DOCUMENT EXCERPT =>
--
For Day-2 SQL and the other terminal categories, see operate/runbooks/stuck-ship-intent.md.
Auto-defer on Anthropic usage-limit¶
A child workflow run that fails because the Claude Agent SDK reported "You've hit your limit · resets <time> UTC" (subscription-token quota or per-tier rate limit) is treated as a transient failure rather than a permanent one. The orchestrator's maybeEarlyWakeShipIntent cascade:
- Reads
state.failedReasonfrom the failedworkflow_runsrow. detectTransientQuotaErrormatches the usage-limit signature and parses theresets …clock (handles6pm (UTC),18:30 UTC, etc.; falls back to a+1hdeferral when the clock is unparseable).ZADD ship:tickle <retryAtMs> <intent_id>so the periodic tickle scanner re-fires the iteration once the quota window resets, instead of leaving the intent stalled until an operator re-arms it.
Non-quota failures still take the original ship.tickle.skip_failed_child path — the iteration cap remains the safety net for permanently broken intents.
--
DATA FOR REVIEW =>
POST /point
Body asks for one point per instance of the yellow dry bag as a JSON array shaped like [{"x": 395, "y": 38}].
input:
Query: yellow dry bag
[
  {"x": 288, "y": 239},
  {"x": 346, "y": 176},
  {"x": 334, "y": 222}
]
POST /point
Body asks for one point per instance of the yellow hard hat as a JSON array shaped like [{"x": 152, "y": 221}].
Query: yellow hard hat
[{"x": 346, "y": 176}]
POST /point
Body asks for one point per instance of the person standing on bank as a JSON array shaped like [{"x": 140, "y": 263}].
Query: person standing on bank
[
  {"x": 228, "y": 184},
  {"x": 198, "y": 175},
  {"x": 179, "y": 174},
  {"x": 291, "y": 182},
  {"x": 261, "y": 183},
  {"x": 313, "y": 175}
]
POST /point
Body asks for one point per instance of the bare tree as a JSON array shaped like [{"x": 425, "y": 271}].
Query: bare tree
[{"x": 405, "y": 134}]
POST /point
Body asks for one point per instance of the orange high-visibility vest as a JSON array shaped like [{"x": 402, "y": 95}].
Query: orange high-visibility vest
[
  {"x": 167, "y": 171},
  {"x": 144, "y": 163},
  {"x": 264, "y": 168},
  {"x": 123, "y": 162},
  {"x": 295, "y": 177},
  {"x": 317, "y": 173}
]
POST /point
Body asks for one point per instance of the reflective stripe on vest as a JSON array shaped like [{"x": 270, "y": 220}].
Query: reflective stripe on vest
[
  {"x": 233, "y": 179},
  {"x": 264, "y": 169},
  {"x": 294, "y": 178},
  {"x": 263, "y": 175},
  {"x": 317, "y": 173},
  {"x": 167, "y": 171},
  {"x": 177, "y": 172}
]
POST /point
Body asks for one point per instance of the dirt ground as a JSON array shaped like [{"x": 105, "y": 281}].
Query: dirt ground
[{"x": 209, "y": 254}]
--
YOUR OBJECTIVE =>
Answer these questions from the auto-defer notes above.
(a) Which file holds Day-2 SQL and the other terminal categories?
(b) How is a child workflow run treated when it fails because the Claude Agent SDK reported the usage-limit message?
(c) Which path do non-quota failures still take?

RESPONSE TO THE TASK =>
(a) operate/runbooks/stuck-ship-intent.md
(b) It is treated as a transient failure, not a permanent one.
(c) The original ship.tickle.skip_failed_child path.